Records contained in a dataset:
Content starts

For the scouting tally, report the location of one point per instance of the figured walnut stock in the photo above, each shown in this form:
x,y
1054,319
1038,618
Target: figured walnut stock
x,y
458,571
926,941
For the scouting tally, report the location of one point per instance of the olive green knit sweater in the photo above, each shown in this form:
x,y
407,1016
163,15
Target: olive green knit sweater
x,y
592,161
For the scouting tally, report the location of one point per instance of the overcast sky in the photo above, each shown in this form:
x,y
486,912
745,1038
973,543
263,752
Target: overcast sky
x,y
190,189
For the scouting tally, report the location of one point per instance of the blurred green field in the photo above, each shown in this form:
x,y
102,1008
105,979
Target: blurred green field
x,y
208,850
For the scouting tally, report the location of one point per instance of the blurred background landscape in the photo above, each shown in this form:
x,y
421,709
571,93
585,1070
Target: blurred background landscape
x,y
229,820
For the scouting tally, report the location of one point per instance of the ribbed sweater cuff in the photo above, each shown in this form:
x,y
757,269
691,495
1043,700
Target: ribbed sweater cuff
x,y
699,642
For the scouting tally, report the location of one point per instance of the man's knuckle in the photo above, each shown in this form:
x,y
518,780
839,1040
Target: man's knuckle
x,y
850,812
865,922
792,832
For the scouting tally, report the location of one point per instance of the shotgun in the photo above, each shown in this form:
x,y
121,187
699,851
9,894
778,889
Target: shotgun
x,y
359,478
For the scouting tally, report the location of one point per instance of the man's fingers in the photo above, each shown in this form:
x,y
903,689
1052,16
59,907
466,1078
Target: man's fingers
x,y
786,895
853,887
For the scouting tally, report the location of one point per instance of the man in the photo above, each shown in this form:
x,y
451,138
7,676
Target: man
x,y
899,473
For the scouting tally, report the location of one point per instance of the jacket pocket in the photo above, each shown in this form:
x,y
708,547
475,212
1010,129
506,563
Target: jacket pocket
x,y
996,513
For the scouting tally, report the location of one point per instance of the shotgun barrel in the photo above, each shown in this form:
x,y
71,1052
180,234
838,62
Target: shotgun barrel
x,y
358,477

Content ends

▶ INSTRUCTIONS TO FOLLOW: Your reply should be only the number of lines in the preceding data that include the word "shown".

▶ RESPONSE TO THE EXERCISE: 12